## Task prompt
A copy is needed of each line in the records that has the word "green".

[Supplied data]

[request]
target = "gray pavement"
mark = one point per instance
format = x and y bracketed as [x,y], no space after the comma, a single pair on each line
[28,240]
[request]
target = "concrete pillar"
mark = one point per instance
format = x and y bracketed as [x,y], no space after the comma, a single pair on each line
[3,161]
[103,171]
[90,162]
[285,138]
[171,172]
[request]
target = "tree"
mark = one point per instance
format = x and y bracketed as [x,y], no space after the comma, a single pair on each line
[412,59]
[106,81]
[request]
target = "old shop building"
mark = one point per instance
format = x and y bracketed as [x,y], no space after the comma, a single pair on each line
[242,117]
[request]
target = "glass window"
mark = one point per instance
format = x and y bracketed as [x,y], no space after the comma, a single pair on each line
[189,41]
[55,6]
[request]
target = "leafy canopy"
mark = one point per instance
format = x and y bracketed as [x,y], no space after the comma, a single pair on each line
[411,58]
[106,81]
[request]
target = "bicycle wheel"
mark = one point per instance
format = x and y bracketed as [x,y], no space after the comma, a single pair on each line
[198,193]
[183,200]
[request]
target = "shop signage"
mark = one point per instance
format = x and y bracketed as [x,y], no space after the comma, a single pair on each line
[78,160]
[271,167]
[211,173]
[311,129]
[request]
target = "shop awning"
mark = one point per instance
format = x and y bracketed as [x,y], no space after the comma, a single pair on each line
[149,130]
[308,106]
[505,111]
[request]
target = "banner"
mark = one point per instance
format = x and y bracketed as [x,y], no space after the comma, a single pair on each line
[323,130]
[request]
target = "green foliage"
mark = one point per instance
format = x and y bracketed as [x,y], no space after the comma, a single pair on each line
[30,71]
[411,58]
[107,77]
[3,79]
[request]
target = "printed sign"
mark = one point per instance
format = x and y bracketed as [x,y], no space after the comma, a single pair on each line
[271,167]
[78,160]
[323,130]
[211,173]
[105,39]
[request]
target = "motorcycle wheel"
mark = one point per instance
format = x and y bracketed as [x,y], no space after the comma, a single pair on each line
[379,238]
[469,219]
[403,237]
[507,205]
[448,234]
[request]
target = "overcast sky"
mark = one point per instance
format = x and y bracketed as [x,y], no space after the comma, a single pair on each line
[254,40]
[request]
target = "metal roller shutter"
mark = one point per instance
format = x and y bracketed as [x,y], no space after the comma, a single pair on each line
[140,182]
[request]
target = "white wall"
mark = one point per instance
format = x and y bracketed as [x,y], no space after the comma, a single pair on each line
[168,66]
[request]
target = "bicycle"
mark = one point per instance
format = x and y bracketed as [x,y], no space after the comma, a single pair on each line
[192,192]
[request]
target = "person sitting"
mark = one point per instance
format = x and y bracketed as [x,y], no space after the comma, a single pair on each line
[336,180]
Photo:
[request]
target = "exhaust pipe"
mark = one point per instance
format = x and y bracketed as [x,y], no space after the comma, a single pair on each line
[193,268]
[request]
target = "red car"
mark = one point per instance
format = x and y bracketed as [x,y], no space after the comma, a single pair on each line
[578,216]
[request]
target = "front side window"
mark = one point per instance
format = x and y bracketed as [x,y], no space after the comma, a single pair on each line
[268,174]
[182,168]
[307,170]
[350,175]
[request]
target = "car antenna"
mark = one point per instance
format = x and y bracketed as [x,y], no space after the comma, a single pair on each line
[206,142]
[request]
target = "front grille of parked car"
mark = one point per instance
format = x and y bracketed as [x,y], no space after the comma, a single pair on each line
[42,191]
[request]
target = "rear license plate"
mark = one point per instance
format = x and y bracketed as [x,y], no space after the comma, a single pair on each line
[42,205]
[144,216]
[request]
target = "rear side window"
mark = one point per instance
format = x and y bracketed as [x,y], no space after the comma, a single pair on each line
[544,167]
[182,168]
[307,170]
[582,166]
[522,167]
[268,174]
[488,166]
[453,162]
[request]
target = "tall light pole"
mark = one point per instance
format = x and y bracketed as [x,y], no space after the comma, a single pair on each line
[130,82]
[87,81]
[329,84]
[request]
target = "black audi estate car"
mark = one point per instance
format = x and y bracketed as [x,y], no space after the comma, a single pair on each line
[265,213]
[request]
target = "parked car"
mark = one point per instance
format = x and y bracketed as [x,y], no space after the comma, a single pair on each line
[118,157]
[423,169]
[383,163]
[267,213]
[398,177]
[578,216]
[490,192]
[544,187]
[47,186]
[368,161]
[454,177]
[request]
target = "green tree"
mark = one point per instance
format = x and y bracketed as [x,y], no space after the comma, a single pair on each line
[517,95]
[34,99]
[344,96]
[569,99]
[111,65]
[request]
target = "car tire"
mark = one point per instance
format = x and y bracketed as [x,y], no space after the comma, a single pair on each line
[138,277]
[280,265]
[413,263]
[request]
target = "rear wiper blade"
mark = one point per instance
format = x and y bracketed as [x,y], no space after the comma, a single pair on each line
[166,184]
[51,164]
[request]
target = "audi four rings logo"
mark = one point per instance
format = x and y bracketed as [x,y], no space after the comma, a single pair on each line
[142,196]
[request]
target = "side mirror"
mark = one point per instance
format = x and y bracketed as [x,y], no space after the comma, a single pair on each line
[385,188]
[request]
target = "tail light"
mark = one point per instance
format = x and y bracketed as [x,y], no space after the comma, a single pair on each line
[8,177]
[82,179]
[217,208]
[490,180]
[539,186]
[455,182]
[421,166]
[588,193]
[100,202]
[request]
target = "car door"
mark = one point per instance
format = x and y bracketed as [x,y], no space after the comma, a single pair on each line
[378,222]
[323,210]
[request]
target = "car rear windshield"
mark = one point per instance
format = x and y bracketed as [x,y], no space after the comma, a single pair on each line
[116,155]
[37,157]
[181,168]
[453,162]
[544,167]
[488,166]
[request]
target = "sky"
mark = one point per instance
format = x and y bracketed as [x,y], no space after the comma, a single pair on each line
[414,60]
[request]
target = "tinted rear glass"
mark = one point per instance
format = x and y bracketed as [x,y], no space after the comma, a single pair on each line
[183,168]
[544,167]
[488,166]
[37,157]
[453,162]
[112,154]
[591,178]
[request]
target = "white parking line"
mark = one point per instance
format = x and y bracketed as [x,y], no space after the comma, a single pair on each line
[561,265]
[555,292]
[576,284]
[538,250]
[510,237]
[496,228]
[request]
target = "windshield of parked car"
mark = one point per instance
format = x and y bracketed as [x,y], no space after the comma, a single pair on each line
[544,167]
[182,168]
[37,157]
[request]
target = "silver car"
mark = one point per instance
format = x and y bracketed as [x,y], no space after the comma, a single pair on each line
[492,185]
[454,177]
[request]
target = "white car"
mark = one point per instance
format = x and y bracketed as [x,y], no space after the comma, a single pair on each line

[/Supplied data]

## Output for this exercise
target = "green foliage"
target = "green tree"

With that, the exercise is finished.